[Dataset entries]
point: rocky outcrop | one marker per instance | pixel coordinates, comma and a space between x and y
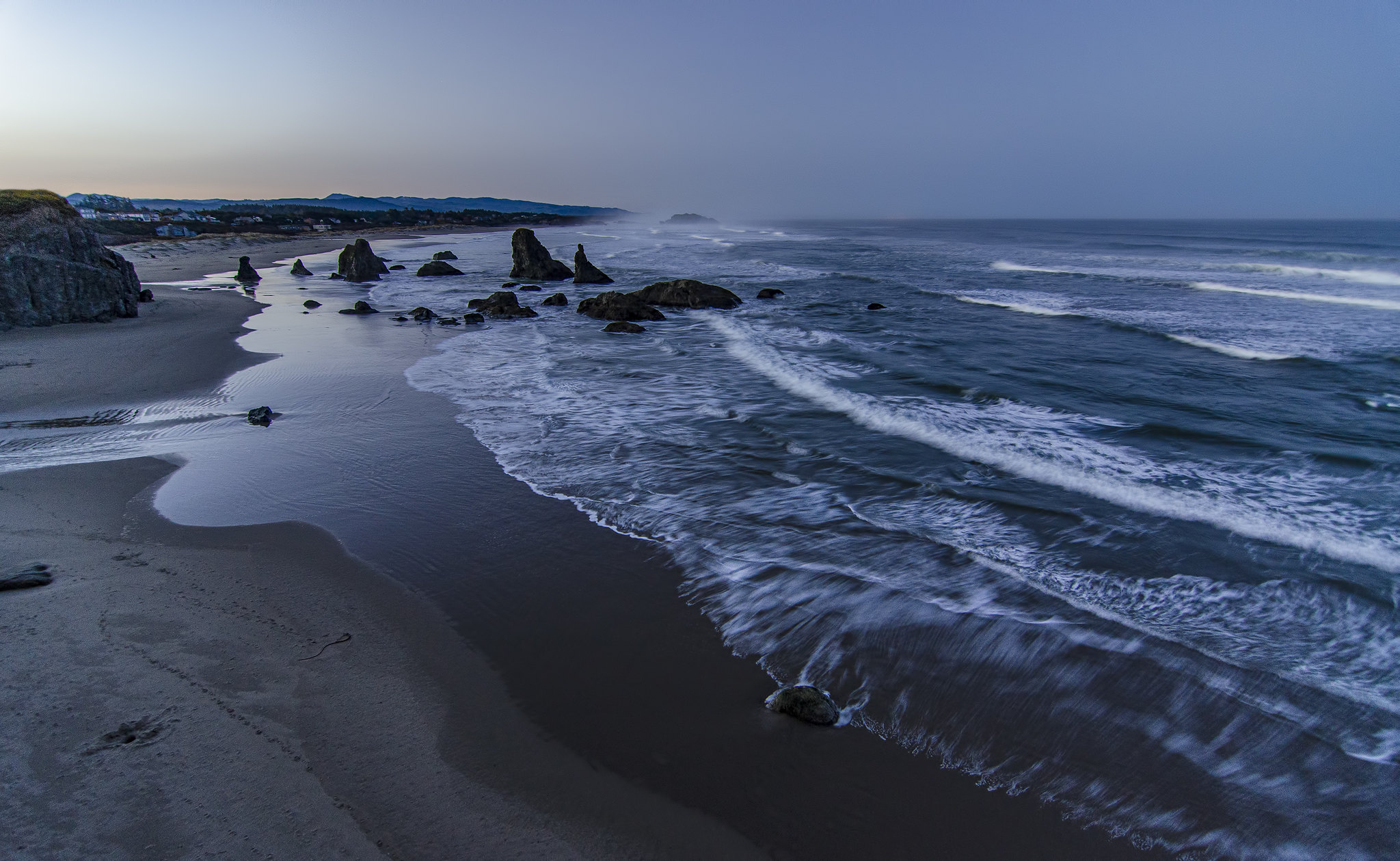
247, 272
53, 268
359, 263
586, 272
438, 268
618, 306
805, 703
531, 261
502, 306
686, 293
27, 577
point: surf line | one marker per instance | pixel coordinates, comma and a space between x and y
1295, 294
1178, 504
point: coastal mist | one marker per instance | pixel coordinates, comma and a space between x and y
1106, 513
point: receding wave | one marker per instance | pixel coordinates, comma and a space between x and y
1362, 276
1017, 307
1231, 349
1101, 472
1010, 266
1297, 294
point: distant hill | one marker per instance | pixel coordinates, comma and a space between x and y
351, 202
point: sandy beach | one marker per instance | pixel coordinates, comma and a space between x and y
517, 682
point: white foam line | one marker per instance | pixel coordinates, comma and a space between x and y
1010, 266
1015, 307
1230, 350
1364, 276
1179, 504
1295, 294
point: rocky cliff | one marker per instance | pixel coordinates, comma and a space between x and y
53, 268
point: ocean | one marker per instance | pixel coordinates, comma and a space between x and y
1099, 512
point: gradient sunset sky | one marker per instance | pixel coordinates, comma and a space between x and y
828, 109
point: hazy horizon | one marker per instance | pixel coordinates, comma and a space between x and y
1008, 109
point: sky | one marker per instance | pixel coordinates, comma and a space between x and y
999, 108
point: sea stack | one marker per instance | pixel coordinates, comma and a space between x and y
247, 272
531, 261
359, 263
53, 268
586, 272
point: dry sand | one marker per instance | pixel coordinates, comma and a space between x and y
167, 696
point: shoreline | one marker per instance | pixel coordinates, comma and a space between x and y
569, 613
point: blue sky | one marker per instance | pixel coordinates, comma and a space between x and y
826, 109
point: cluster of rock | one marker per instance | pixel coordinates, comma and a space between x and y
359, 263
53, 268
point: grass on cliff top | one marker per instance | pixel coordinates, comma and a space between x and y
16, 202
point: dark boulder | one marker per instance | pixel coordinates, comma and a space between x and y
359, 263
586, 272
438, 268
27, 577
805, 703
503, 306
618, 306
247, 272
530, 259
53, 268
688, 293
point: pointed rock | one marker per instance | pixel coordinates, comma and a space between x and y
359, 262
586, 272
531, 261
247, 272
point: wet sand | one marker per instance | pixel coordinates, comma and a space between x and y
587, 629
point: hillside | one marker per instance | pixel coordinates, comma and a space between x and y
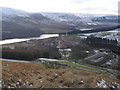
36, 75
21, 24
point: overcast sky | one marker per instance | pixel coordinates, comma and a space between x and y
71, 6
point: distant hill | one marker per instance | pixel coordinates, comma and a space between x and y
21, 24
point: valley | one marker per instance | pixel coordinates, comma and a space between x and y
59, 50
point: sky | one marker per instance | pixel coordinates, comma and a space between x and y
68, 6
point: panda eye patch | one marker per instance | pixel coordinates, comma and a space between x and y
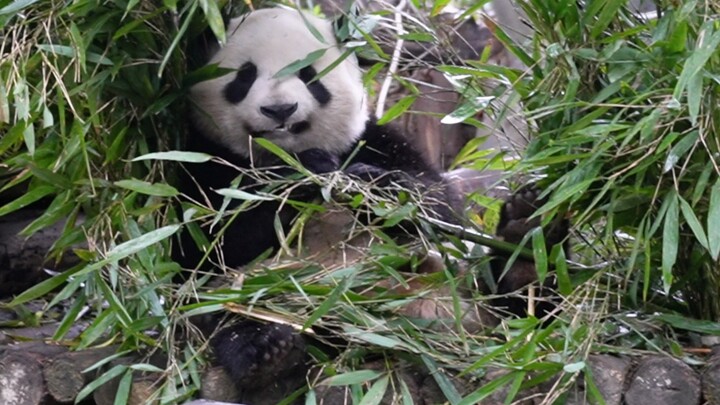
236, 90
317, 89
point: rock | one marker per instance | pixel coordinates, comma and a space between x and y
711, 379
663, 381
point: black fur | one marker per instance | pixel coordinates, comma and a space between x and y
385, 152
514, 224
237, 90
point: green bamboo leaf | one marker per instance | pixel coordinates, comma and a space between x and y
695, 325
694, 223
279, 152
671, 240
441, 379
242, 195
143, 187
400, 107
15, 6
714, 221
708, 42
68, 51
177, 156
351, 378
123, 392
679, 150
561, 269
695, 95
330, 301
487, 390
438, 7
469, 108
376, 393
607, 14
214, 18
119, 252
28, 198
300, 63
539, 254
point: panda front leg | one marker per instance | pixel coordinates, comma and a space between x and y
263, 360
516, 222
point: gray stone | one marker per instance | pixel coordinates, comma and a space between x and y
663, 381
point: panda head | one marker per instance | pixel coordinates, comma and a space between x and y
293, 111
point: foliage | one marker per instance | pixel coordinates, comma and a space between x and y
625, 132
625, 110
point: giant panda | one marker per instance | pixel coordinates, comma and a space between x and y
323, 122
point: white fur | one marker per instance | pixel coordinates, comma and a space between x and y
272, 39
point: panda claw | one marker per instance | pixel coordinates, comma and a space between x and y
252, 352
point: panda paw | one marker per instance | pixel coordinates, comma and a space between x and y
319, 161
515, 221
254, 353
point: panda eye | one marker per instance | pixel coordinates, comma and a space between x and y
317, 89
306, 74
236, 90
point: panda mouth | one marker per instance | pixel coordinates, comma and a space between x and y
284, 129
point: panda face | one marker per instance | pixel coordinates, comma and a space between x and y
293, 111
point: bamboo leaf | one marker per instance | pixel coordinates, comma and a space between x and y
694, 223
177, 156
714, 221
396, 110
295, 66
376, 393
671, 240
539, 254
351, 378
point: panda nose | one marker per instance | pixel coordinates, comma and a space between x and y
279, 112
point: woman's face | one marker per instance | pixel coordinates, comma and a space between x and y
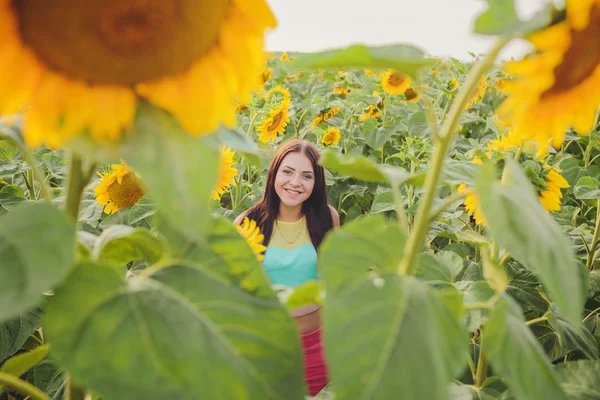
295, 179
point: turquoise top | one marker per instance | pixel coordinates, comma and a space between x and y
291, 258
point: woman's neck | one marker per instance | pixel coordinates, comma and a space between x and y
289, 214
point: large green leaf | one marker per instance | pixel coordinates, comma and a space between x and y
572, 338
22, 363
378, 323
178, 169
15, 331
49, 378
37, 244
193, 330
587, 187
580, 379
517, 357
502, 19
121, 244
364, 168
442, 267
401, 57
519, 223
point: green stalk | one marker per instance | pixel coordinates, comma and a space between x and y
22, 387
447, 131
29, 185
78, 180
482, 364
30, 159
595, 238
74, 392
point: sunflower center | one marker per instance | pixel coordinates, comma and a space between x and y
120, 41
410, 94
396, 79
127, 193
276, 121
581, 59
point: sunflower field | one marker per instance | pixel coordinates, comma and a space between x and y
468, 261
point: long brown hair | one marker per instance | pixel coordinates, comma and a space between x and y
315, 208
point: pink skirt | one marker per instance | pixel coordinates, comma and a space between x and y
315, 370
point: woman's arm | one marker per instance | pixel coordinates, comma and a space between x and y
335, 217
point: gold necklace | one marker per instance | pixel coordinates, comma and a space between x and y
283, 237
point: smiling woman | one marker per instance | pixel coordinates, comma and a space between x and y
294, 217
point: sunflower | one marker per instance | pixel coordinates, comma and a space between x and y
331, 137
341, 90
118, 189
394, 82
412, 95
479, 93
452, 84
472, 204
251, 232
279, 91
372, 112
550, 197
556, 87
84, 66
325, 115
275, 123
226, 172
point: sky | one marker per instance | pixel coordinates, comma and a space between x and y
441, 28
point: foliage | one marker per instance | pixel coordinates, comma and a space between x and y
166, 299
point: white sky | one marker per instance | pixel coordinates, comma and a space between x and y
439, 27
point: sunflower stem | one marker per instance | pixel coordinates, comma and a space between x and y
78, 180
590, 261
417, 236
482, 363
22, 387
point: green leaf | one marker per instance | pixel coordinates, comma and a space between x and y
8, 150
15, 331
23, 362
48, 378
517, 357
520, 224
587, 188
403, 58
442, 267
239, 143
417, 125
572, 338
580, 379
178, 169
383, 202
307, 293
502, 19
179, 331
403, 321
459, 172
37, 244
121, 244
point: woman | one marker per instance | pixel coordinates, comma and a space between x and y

• _Work request_
For every entry above, write it out exactly and remove any image.

• _Response to the task_
point: rocky outcrop | one marker per instance | pixel coordinates, comma and a space between x and y
247, 272
53, 268
359, 263
586, 272
438, 268
618, 306
805, 703
531, 261
502, 306
686, 293
27, 577
point: surf line | one marker per instance | pixel coordinates, comma and a space between x and y
1295, 294
1178, 504
point: coastal mist | one marker per instance | pixel coordinates, comma and a space between x and y
1106, 513
point: receding wave | one marker per instance | pixel coordinates, comma and a space between x and y
1362, 276
1017, 307
1231, 349
1101, 472
1010, 266
1297, 294
point: distant hill | one marker per instance | pixel coordinates, comma and a space between x and y
351, 202
point: sandy beach | one marker per instance | pixel coordinates, comma and a space between x and y
517, 682
point: white foam line | one marker per instance | pixel coordinates, comma and a space between x and y
1010, 266
1015, 307
1230, 350
1364, 276
1179, 504
1295, 294
point: rocky cliff | one marker per instance | pixel coordinates, comma and a space between x and y
53, 268
point: ocean | one marker per instance | pixel coordinates, comma and a space between x and y
1099, 512
point: gradient sunset sky | one marker per instance | pixel coordinates, comma and a space between x and y
828, 109
point: hazy horizon | one marker per instance | pixel coordinates, comma and a space between x and y
1008, 109
point: sky | one marker per instance | pixel coordinates, comma and a space between x and y
999, 108
point: sea stack | one marker per instance | pixel coordinates, comma and a space between x and y
247, 272
531, 261
359, 263
53, 268
586, 272
point: dry sand | one marker per instance | pixel coordinates, comma and a space between x and y
167, 696
point: shoreline | one marker per instance | pixel coordinates, comma and a space between x and y
569, 613
point: blue sky | one marker per instance | pixel coordinates, comma and a space between x and y
826, 109
point: cluster of rock | one marker per instance | pixel coordinates, comma and a space between x and y
359, 263
53, 268
point: grass on cliff top | one marker per instance | pixel coordinates, comma and a space between x and y
16, 202
point: dark boulder | one marker per instance | pixel coordinates, comma and a space between x and y
359, 263
586, 272
438, 268
27, 577
805, 703
503, 306
618, 306
247, 272
530, 259
53, 268
688, 293
point: pointed rock | one marker per instance | pixel coordinates, comma and a space between x and y
359, 262
586, 272
531, 261
247, 272
point: wet sand | one marker per instance | pixel coordinates, comma and a space between x and y
587, 629
point: hillside | one marker per instance | pixel coordinates, comma and a space between x and y
36, 75
21, 24
point: overcast sky | one marker per instance | pixel coordinates, comma and a space between x and y
71, 6
point: distant hill | one marker per instance | pixel coordinates, comma and a space between x and y
21, 24
point: valley | one marker per instance | pixel coordinates, comma and a space between x and y
59, 50
point: sky | one marker per instance | pixel coordinates, comma and a space between x and y
68, 6
point: panda eye patch | one marker per instance | pixel coordinates, comma and a space between x and y
236, 90
317, 89
point: rock | one marker per instance | pixel coordinates, comma and a space between x and y
711, 379
663, 381
point: black fur | one marker per instance | pixel coordinates, comma and a space between x and y
385, 152
514, 224
237, 90
point: green bamboo leaf | one marker per instance | pixel coordinates, comma and a space between x and y
695, 325
694, 223
279, 152
671, 240
441, 379
242, 195
143, 187
400, 107
15, 6
714, 221
708, 42
68, 51
177, 156
351, 378
123, 392
679, 150
561, 269
695, 95
330, 301
487, 390
438, 7
469, 108
376, 393
607, 14
214, 18
119, 252
28, 198
300, 63
539, 254
point: panda front leg | one marker per instance | pixel coordinates, comma and a space between x and y
263, 360
516, 222
point: gray stone | one marker per instance | pixel coordinates, comma and a space between x and y
663, 381
point: panda head | one marker per instance | pixel coordinates, comma and a space between x and y
293, 111
point: foliage | one marker per instance | pixel coordinates, comma and a space between x and y
625, 132
625, 110
point: giant panda | one marker per instance | pixel coordinates, comma and a space between x and y
323, 122
point: white fur | one marker per instance | pixel coordinates, comma and a space between x and y
272, 39
point: panda claw | one marker per instance | pixel coordinates, comma and a space between x and y
252, 352
point: panda paw | one marker per instance | pixel coordinates, comma and a space between x and y
319, 161
515, 221
254, 353
point: panda eye | one marker per instance | pixel coordinates, comma and a space between x and y
317, 89
306, 74
236, 90
point: panda mouth | one marker per instance | pixel coordinates, comma and a space between x and y
284, 129
point: panda face | one marker per instance | pixel coordinates, comma and a space between x and y
293, 111
point: bamboo leaf | one marker per instance | pixel coordinates, comma and a space between x and y
694, 223
177, 156
714, 221
396, 110
295, 66
376, 393
671, 240
539, 254
351, 378
point: panda nose | one marker per instance | pixel coordinates, comma and a space between x and y
279, 112
point: woman's face | one marker per instance | pixel coordinates, comma and a space between x and y
295, 179
point: turquoise top | one marker per instance | pixel coordinates, comma and a space between x and y
291, 258
point: woman's neck | one marker per instance | pixel coordinates, comma and a space between x and y
289, 214
point: large green leaf | one marker per instance | pixel coordinates, comma and a space between x and y
572, 338
22, 363
378, 323
178, 169
15, 331
49, 378
37, 244
193, 330
587, 187
580, 379
517, 357
502, 19
121, 244
364, 168
442, 267
401, 57
519, 223
point: green stalk | one marker per instance | pixel coordinates, comma and a space between x and y
22, 387
447, 131
29, 185
78, 180
482, 364
30, 159
595, 238
74, 392
point: sunflower center | one marker per instance | pixel coordinates, comma and a space between x and y
120, 41
410, 94
396, 79
127, 193
276, 121
581, 59
point: sunflower field | one marker per instance | pixel coordinates, comma and a space between x and y
468, 261
point: long brown hair | one marker per instance | pixel coordinates, comma and a space between x and y
315, 208
point: pink skirt | one marker per instance | pixel coordinates, comma and a space between x and y
315, 370
point: woman's arm | one marker per instance | pixel coordinates, comma and a space between x and y
335, 217
point: gold necklace | one marker per instance | pixel coordinates, comma and a space between x and y
283, 237
point: smiling woman | one marker per instance | pixel coordinates, comma and a space between x and y
294, 217
point: sunflower | one marker per instance | pixel coordinates, comma and a space between x and y
331, 137
341, 90
118, 189
394, 82
412, 95
479, 93
452, 84
472, 204
251, 232
279, 91
372, 112
550, 197
556, 87
84, 66
325, 115
275, 123
226, 172
point: sky | one marker per instance | pixel coordinates, comma and a space between x and y
441, 28
point: foliage | one marker per instance | pixel coordinates, comma and a space between x and y
166, 299
point: white sky | one marker per instance | pixel coordinates, comma and a space between x and y
439, 27
point: sunflower stem | one marker per instance | pixel coordinates, comma and a space between x and y
78, 180
590, 261
417, 236
482, 363
22, 387
point: green leaf | one marker per instance | pixel coordinates, comma and a space between x and y
8, 150
15, 331
23, 362
48, 378
517, 357
520, 224
587, 188
403, 58
442, 267
239, 143
417, 125
572, 338
580, 379
178, 169
383, 202
307, 293
502, 19
179, 331
403, 321
459, 172
37, 244
121, 244
point: woman | one marker per instance | pixel coordinates, comma and a space between x and y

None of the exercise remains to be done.